» Document segment
Aileen Nielsen Thank you for the answers.
Hi everyone! Thanks a lot for your questions. I’ll be answering in individual threads to the original poster of each question.
Hi Aileen Nielsen, thanks for your time.
- In your opinion, what are the biggest security risks a data scientist should be aware of?
- Is there a general procedure on how to test if my models are discriminating?
Re q1: I think a lack of precautions regarding protecting identifying information is the biggest problem I have seen in my experiences in a variety of organizations. This presents itself in a variety of ways. Sometimes identifying information is gratuitously made available when people are modeling even though it is in no way necessary. Relatedly, information is not segmented to minimize what is available to any given user (privacy by design). Finally, most data scientists I have worked with do not seem to be aware or take seriously the danger of reidentification even when identifying information has been putatively removed.
Re q2: There are many general procedures but there is no one single procedure. Two good resources to get you started are two toolkits. (1) http://aequitas.dssg.io and (2) https://aif360.mybluemix.net
I discuss both of these toolkits in my book, but you can also easily learn them through the many tutorial examples they give.
thank you :)
Hi Aileen Nielsen thanks so much for writing this book and for your time here. I’m quite new to AI fairness and I still find it hard to wrap my head around its framework / toolkits.

» Items in a dataset

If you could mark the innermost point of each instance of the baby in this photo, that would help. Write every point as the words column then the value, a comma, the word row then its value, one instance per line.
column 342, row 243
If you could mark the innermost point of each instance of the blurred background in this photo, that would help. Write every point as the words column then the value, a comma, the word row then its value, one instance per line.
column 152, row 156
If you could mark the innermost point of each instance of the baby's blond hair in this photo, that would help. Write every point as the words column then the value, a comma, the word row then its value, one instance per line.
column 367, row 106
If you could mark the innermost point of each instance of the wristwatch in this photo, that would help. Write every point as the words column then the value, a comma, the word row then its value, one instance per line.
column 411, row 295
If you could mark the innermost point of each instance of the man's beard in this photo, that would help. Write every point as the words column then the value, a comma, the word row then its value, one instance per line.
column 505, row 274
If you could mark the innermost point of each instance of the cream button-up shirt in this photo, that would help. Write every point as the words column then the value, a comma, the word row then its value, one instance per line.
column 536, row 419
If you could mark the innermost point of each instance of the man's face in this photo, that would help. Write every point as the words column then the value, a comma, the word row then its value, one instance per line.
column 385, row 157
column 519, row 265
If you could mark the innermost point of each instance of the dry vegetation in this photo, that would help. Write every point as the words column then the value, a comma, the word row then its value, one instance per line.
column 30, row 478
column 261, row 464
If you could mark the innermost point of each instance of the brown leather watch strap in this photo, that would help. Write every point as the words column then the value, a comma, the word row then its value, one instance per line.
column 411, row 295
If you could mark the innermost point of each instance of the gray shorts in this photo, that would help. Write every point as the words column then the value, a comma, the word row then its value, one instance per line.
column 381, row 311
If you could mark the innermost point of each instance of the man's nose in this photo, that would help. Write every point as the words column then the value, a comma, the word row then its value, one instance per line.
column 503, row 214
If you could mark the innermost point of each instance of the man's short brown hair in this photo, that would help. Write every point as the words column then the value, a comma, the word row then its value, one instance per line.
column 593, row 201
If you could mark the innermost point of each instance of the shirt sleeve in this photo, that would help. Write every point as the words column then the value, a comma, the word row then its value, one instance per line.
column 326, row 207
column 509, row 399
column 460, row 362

» How to complete this task
Rewrite the thread from "Aileen Nielsen Thank you" to "for your time.", swapping "questions" for "queries". The data is separate material and has no connection to the thread.

» Response to the task
Aileen Nielsen Thank you for the answers.
Hi everyone! Thanks a lot for your queries. I’ll be answering in individual threads to the original poster of each question.
Hi Aileen Nielsen, thanks for your time.